The reproduction of these scenes in our present times is best complemented by this type of music, which has ceased being produced. The fact that Dave Matthews Band or even Nirvana’s “Smells Like Teen Spirit” may be heard playing at a frat party at, say, the University of Illinois, is merely a matter of bad taste exercised by young men whose un-monstrousness, given the context, is more than a little embarrassing.

The implication of the disappearance of Alpha Rock music is that a certain type of musically-constructed American person, one that is a composite between lives both real and imagined, has lost its voice and consequently the ability of that voice to say something to those who might identify with it. In a sense, the disappearance of this type of music has actually resulted in the public denial of a certain experience of life, the life which had brewed this music in the first place.

This rock rightly recalls the Greek epic and Norse saga; the relationship between the lyric and the listener is that of an all-too-mortal man coming to grips with his own possibilities through the exemplary being and action of a godlike hero. Like Beowulf himself, hard rock’s demigods are not strung from some fiber other than that of every other Trans Am-driving shitbag in the mead-hall, but are rather the perfection of that fiber and the embodiment of its ideals. In their own sleazy way, hard rock songs attempt to address the joy of celebration, the pain of love, and the struggle of everyday life with a nobility of spirit tooled for the postindustrial age in all its dirty glory.

This retooling replaces a nobility of the spirit with an infamy of the spirit, the hero with anti-hero. What remains is the exaltation, hard rock’s huge electrified noise effacing the pretensions of the tragic to reveal those epic heroes for what they were: slaughterers who get us high. This music effects one of the ultimate statements of the modern era- that the Pathetic has replaced the Tragic as the driving paradox of artistic creation. And so, in the Guns N Roses song “Nightrain,” Axl Rose gives banshee voice to a venomously arrogant pretender-outlaw who describes himself in the following verse:

Well I’m a west coast struttin’

One bad mother

Got a rattlesnake suitcase

Under my arm

Said I’m a mean machine

Been drinkin’ gasoline

An honey you can make my motor hum

I got one chance left

In a nine live cat

I got a dog eat dog sly smile

I got a Molotov cocktail with a match to go

I smoke my cigarette with style

An I can tell you honey

You can make my money tonight

For this denizen of some world intimately tied up in The Bus Station, it is important to get across to us relatively quickly the fact that he carries a rattlesnake suitcase. Upon inspection, none of the phrases employed turn out to mean anything concrete but are instead, like the rattlesnake suitcase, strung together in order to strike a pose, to sculpt a grifter idol whose shrine is the cassette deck. This stasis is reinforced by the conclusion of chorus: “I’m on the nightrain/Ready to crash and burn.” (ital. added) This crash never happens, allowing the song to forever encourage the manner of mimetic worship and contemplation this frozen fetish requires: getting trashed.

Job A: Quote the stored entries word for word from the line containing "of the dirt" through the end of the stored entries, leaving the pictures out of your answer.

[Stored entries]
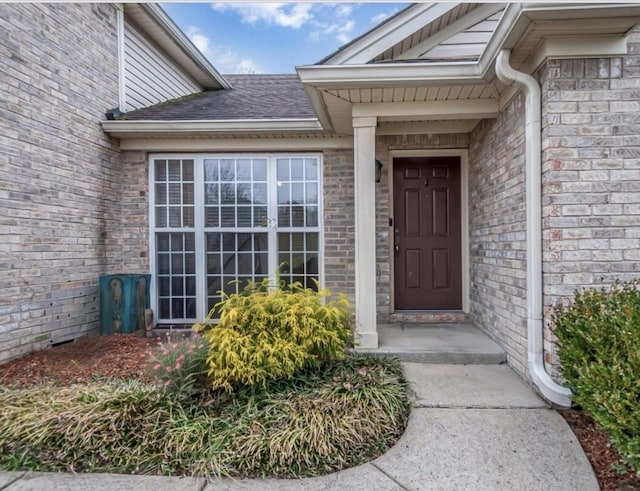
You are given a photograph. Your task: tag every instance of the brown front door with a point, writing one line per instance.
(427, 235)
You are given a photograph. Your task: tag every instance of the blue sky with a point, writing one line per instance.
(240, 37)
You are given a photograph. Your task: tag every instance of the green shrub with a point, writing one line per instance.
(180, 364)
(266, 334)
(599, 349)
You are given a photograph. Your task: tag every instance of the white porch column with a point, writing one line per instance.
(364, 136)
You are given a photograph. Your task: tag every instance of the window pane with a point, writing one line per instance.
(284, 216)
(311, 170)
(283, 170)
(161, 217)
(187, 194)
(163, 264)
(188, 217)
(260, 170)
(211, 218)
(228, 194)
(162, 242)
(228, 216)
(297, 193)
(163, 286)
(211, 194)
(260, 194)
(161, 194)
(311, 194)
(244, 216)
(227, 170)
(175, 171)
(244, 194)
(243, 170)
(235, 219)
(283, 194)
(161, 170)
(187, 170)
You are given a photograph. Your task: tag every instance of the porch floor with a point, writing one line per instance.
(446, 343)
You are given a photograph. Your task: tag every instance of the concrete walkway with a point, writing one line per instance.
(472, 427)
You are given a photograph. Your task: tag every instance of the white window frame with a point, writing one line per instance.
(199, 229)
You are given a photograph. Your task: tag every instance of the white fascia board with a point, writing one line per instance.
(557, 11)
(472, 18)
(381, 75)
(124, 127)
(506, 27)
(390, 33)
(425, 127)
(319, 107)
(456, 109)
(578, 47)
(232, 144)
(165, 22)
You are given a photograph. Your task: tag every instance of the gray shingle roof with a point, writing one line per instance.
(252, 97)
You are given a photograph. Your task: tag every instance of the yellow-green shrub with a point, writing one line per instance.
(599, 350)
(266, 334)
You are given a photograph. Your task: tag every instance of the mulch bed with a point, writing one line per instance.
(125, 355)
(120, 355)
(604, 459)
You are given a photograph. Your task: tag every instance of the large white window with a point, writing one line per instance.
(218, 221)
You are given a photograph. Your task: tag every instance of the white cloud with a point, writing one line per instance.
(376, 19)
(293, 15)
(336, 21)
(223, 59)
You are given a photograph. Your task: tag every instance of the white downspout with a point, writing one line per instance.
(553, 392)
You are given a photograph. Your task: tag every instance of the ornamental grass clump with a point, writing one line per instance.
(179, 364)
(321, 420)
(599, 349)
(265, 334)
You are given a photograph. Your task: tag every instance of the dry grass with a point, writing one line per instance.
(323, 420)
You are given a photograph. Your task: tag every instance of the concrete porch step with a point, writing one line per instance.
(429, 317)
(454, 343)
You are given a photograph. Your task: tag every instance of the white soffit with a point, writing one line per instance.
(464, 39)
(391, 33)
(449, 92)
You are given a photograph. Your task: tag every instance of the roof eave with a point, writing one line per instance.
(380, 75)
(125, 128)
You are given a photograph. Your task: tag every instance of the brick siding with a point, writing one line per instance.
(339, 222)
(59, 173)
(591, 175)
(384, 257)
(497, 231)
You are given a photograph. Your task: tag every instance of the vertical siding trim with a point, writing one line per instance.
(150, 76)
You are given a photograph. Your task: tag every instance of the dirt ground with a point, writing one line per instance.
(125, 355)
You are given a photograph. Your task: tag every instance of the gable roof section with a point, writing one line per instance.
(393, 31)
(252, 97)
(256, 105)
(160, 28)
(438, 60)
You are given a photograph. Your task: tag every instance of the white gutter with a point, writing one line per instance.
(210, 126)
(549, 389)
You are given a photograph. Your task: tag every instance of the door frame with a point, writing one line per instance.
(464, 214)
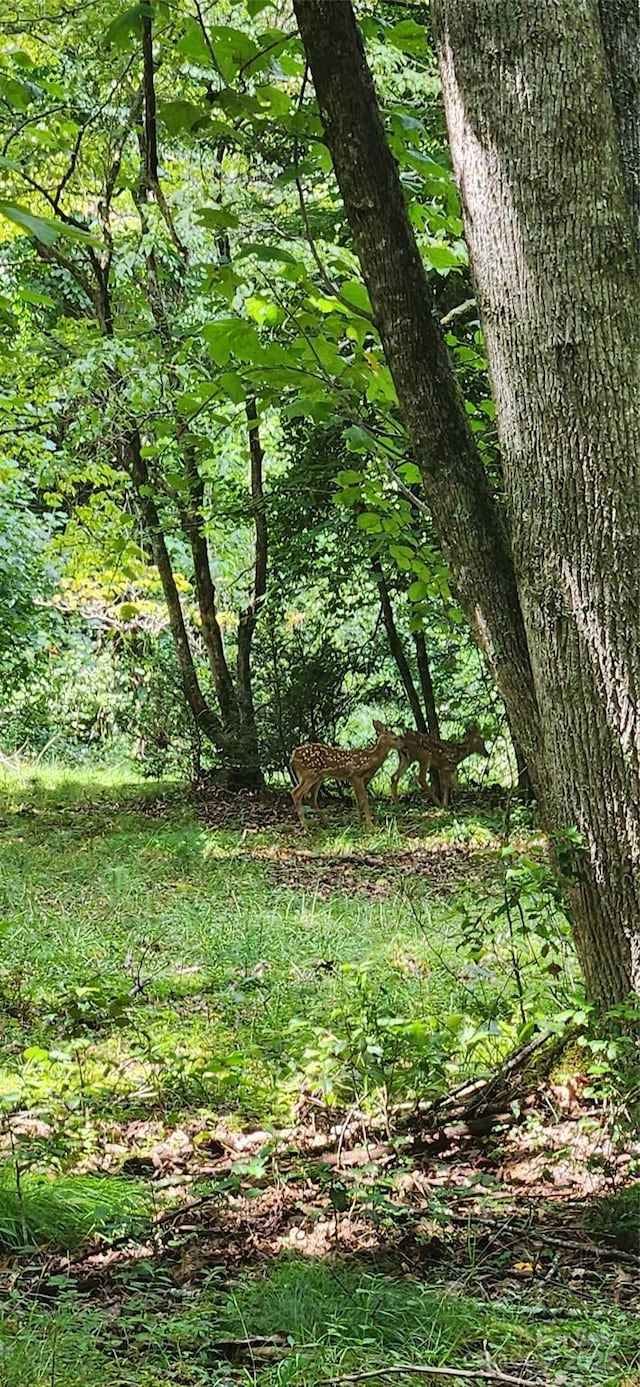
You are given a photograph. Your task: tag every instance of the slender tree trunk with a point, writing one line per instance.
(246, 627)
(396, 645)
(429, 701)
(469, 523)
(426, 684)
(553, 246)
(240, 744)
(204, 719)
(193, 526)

Job B: Write out the hard rock essay from "An I can tell" to "requires: getting trashed.", replacing "cassette deck" with "car stereo".

Task solution A:
You are given a photograph. Your task: tag every instance of the dirt ground with a point, writing one line per instance.
(125, 355)
You are given a photograph. Your task: tag every instance of the gable roof section with a point, writing one line per instance.
(393, 31)
(252, 97)
(256, 105)
(160, 28)
(438, 60)
You are given a photograph. Your task: tag every instance of the white gutter with a point, writing one line per instance.
(210, 126)
(549, 389)
You are given a photograph. Your task: tag every instance of the door frame with a point, writing one line per instance.
(464, 214)
You are given a photograph. Your task: tag every instance of the slender tree trunk with a point, writing one line per instance.
(246, 627)
(396, 645)
(429, 701)
(469, 523)
(426, 684)
(553, 246)
(240, 744)
(204, 719)
(193, 526)

Task solution B:
An I can tell you honey

You can make my money tonight

For this denizen of some world intimately tied up in The Bus Station, it is important to get across to us relatively quickly the fact that he carries a rattlesnake suitcase. Upon inspection, none of the phrases employed turn out to mean anything concrete but are instead, like the rattlesnake suitcase, strung together in order to strike a pose, to sculpt a grifter idol whose shrine is the car stereo. This stasis is reinforced by the conclusion of chorus: “I’m on the nightrain/Ready to crash and burn.” (ital. added) This crash never happens, allowing the song to forever encourage the manner of mimetic worship and contemplation this frozen fetish requires: getting trashed.